TASK GOAL
Could you continue the research note below on enterprise AI spending and build/buy trends, starting right after its last sentence?
---- QUOTED PASSAGE
The Build/Buy Signal Worth Tracking

The shift from 25% to 7% innovation-budget share is the critical leading indicator. When AI spend moves out of the innovation budget and into core IT and business-unit budgets, it means:

  1. The CFO has line-item visibility — this is no longer discretionary
  2. Procurement cycles apply — vendor selection is more formal
  3. ROI is now expected, not just hoped for
  4. The deployment risk profile changes — budget owners are accountable for outcomes

This maps directly to why outcome-based pricing is stalled: budget owners who are newly accountable don’t want to commit to outcome metrics they don’t yet know how to measure.


Cross-References to Existing Research

  • Extends: a16z “Where Enterprises Are Actually Adopting AI” (April 2026, 29% Fortune 500 penetration) — the CIO survey is the “how” to the April 2026 report’s “how many.”
  • Corroborates: Menlo Ventures State of GenAI 2025 (n=495, 76% buy vs. build) — a16z CIO data is consistent with the broader build/buy shift.
  • Corroborates: Anthropic Agentic Coding Trends 2026 — software dev as dominant use case confirmed across two vendor sources.
  • Tensions with: METR RCT (experienced developers 19% slower on open-ended tasks) — the “90% of code is AI-generated” CTO claim is uncontrolled; vendor-selected positive cases.
--------
---- GIVEN RECORDS
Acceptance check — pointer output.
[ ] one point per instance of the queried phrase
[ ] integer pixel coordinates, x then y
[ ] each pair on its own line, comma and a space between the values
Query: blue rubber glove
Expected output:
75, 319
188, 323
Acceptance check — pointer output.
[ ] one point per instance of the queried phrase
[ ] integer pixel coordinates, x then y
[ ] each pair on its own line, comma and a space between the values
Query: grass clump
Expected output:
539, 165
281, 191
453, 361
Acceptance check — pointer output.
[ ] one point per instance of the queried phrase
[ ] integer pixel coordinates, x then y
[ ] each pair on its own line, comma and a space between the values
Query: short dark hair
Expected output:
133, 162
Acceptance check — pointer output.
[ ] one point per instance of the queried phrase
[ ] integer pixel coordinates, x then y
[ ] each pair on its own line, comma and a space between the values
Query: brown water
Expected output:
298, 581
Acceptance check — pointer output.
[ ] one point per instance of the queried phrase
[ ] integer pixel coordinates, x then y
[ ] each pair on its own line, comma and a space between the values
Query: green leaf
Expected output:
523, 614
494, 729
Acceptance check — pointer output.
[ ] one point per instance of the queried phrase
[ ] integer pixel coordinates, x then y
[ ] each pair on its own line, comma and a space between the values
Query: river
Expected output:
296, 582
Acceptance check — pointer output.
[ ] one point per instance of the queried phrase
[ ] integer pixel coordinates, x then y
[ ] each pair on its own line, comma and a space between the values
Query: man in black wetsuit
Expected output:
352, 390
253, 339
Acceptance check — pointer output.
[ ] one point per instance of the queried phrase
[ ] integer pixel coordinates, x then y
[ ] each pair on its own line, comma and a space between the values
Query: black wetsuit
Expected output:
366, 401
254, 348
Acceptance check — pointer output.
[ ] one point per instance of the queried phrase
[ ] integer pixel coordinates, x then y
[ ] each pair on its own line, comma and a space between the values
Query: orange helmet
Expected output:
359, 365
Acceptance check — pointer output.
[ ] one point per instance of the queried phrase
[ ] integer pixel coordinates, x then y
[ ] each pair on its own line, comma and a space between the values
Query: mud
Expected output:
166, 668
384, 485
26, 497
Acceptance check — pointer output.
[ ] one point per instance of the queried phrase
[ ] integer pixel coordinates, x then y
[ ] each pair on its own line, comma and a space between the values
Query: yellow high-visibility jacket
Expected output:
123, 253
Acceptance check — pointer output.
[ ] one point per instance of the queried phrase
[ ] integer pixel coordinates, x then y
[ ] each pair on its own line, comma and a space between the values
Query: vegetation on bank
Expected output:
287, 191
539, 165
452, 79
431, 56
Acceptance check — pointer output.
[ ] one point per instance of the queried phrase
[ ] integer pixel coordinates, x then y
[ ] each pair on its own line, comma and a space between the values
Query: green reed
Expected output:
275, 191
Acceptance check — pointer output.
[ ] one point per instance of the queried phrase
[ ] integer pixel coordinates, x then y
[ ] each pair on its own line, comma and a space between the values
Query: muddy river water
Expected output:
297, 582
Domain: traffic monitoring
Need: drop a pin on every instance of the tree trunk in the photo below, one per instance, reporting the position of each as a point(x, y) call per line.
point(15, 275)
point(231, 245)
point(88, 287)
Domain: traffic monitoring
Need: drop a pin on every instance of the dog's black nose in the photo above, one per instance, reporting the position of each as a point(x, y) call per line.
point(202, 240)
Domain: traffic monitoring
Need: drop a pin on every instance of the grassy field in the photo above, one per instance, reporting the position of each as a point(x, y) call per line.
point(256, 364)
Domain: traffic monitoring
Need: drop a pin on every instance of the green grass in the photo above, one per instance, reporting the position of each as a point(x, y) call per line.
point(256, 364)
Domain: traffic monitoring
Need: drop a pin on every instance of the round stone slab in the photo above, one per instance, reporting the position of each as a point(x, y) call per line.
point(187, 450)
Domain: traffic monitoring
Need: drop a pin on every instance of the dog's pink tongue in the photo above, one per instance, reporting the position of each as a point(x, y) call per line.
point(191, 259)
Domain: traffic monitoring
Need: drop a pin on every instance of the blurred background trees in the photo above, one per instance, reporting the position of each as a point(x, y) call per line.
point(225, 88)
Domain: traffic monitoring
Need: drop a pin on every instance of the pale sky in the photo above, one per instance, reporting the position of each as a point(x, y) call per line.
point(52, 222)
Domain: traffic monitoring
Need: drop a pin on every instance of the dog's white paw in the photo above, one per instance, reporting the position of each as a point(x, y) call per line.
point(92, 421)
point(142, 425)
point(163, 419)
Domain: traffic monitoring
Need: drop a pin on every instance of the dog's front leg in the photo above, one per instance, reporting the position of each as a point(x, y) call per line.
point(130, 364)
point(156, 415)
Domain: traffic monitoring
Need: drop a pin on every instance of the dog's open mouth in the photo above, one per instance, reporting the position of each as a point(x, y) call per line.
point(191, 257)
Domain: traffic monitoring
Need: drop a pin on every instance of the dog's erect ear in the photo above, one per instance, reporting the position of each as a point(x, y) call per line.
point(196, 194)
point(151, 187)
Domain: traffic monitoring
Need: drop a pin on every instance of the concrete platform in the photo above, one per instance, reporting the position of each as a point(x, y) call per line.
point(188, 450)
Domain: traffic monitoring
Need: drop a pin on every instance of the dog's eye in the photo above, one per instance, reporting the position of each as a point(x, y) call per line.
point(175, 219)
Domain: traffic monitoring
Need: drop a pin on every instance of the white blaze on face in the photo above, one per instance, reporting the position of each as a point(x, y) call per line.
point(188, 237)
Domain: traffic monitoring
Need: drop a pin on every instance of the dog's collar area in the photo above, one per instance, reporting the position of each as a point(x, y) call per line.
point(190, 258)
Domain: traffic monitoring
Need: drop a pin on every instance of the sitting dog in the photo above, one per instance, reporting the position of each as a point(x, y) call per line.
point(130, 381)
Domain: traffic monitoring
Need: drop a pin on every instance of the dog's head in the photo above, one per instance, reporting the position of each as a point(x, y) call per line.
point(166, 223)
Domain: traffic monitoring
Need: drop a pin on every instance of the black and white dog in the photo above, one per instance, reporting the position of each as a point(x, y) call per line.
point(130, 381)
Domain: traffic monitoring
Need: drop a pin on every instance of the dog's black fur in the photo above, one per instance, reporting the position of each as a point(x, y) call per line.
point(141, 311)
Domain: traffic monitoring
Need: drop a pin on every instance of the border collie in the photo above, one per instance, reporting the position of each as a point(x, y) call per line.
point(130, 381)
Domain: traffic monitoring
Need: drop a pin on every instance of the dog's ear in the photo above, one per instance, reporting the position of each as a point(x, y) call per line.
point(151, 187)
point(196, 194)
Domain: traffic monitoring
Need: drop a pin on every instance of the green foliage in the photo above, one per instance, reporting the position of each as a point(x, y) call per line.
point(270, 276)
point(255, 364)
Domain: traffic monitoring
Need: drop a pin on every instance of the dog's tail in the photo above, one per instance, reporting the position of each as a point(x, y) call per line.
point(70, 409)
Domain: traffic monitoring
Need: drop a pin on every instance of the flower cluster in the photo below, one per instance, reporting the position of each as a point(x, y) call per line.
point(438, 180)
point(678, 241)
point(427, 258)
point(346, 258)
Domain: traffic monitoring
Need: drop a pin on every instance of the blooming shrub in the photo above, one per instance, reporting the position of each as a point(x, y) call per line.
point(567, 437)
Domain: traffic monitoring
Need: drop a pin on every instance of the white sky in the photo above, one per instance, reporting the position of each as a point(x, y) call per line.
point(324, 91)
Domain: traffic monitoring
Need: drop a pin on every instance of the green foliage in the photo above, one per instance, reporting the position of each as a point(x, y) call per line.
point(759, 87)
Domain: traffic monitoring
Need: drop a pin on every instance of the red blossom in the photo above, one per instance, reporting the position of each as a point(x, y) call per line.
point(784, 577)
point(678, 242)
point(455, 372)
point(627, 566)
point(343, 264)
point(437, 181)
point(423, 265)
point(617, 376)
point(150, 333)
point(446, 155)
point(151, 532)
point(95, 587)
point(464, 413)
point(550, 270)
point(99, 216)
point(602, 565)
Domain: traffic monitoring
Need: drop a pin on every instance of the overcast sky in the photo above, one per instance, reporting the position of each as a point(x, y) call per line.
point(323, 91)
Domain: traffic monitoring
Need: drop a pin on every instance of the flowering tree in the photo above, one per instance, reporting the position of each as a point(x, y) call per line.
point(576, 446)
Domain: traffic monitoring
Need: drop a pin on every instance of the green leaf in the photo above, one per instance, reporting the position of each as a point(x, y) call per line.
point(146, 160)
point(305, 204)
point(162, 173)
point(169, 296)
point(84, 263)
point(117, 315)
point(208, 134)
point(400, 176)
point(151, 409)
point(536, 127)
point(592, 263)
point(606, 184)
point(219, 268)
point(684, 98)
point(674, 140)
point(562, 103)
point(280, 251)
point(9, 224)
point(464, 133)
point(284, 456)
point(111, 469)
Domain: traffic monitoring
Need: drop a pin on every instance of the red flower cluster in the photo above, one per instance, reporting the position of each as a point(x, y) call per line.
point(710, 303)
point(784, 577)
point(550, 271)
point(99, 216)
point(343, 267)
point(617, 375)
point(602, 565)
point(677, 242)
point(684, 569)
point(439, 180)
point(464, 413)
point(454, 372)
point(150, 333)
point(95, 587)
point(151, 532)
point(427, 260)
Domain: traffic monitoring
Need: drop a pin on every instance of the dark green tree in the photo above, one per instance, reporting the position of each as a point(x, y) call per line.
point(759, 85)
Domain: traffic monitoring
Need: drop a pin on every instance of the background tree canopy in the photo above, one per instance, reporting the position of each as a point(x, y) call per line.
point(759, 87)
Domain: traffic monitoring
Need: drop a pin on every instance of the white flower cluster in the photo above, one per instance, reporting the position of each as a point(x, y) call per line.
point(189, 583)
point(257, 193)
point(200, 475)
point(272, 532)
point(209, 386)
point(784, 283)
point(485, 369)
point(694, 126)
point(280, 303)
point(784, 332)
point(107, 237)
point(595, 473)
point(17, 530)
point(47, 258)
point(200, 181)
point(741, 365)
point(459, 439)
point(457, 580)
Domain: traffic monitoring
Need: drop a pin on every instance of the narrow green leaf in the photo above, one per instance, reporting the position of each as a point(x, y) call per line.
--------
EXPECTED ANSWER
Data Table

Metric Value Source Date Tier
Enterprise AI spend growth YoY ~75% a16z, n=100 CIOs May 2025 TIER 2
Innovation budget share of AI spend 7% (down from 25%) a16z May 2025 TIER 2
Testing third-party support (vs. build) 90%+ a16z May 2025 TIER 2
Using 5+ AI models 37% (up from 29%) a16z May 2025 TIER 2
Enterprises using OpenAI o3 in production 23% a16z May 2025 TIER 2
Enterprises deploying DeepSeek 3% a16z May 2025 TIER 2

Source Credibility Assessment

Tier: TIER 2 — 100 CIOs is a meaningful sample for enterprise procurement decisions, but small for statistical inference. a16z financial interest in AI-native startup adoption creates selection bias risk. Directional findings are consistent with independent corroboration (Menlo Ventures, Anthropic) — use for trend direction, not precise percentages.